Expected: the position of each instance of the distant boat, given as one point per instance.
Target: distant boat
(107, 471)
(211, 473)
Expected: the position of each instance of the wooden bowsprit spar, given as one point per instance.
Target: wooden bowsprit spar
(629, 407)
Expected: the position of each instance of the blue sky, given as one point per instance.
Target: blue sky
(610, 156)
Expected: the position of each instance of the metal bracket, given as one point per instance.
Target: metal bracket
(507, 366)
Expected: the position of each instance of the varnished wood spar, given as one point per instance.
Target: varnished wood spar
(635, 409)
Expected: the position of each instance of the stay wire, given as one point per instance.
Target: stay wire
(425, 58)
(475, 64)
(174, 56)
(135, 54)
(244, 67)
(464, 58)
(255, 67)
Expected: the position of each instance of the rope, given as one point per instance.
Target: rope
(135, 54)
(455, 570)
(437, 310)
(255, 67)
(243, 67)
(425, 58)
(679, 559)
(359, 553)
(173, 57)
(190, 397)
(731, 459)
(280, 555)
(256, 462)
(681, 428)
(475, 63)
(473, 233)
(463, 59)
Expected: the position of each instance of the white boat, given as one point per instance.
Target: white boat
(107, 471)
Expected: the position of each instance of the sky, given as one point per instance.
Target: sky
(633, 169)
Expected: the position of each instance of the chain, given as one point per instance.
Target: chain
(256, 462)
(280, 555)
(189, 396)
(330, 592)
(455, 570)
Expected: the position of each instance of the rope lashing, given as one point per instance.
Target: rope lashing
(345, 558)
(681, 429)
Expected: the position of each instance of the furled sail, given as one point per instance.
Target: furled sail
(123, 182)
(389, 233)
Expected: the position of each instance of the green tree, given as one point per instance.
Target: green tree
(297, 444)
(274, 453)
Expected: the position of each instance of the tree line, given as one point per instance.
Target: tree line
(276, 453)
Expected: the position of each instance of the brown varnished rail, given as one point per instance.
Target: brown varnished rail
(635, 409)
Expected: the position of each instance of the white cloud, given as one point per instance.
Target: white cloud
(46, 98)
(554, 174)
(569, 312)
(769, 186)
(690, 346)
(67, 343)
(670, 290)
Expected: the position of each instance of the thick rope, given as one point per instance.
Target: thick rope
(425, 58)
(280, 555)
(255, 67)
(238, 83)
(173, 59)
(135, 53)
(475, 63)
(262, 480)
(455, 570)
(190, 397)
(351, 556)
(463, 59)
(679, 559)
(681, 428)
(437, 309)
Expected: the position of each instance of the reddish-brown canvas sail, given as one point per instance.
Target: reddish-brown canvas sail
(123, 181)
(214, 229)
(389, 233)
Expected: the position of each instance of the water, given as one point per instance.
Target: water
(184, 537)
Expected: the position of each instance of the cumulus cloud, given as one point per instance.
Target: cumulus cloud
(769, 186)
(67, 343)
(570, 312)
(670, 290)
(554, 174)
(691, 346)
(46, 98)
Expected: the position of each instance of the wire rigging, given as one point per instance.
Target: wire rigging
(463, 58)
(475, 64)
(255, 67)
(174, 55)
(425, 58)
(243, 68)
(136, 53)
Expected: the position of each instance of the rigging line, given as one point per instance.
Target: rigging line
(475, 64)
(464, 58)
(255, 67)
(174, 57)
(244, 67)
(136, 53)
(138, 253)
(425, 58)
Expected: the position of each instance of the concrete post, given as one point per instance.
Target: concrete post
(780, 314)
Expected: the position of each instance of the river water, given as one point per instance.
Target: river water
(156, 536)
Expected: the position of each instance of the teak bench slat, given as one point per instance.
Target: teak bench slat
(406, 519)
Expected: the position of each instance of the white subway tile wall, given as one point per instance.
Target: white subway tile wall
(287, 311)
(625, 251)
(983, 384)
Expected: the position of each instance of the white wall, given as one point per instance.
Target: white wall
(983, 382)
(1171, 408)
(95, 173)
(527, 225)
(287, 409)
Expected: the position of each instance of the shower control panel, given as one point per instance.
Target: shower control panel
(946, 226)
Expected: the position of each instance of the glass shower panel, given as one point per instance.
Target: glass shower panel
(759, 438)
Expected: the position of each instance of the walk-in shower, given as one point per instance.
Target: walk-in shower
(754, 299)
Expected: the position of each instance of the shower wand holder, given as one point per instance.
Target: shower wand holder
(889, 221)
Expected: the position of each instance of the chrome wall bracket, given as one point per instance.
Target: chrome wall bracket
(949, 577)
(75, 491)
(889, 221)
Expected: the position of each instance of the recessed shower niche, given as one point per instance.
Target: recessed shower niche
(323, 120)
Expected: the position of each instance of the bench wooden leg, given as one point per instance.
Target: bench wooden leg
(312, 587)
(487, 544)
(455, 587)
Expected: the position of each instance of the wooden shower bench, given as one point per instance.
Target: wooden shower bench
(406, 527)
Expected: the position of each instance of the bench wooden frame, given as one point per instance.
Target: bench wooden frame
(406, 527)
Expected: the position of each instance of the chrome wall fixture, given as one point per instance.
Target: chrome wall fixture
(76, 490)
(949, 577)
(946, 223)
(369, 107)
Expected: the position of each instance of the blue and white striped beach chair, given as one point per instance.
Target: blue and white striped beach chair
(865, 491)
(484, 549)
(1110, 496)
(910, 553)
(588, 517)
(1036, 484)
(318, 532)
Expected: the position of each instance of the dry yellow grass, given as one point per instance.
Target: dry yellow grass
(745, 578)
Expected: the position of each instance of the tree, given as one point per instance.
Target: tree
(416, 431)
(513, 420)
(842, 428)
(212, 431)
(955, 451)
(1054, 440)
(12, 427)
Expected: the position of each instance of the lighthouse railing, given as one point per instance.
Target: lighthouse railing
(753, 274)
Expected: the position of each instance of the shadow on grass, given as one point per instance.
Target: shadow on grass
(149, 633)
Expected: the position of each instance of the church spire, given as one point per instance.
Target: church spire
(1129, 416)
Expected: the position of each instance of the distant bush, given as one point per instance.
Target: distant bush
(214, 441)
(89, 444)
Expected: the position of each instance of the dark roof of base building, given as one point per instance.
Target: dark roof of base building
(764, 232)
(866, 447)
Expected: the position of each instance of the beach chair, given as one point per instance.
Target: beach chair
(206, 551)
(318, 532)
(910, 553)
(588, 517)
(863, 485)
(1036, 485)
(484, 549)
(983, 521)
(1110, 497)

WHAT YOU HAVE TO DO: The response must consist solely of the lines from the first line of the entries through the line containing "Expected: the position of each instance of the rope, given", repeated exactly.

FINAL ANSWER:
Expected: the position of each instance of the distant boat, given as one point per instance.
Target: distant boat
(107, 471)
(211, 473)
Expected: the position of each instance of the wooden bowsprit spar, given as one point per instance.
Target: wooden bowsprit spar
(629, 407)
Expected: the position of each instance of the blue sky, given as one point per instance.
Target: blue sky
(610, 156)
Expected: the position of each instance of the metal bracket, given as one point per instance.
Target: metal bracket
(507, 366)
Expected: the position of each instance of the varnished wood spar, given as one point per instance.
Target: varnished wood spar
(635, 409)
Expected: the position of each instance of the stay wire, given as one point per instance.
Target: stay wire
(425, 58)
(475, 64)
(174, 56)
(135, 54)
(244, 67)
(464, 58)
(255, 67)
Expected: the position of each instance of the rope, given as one point per instance.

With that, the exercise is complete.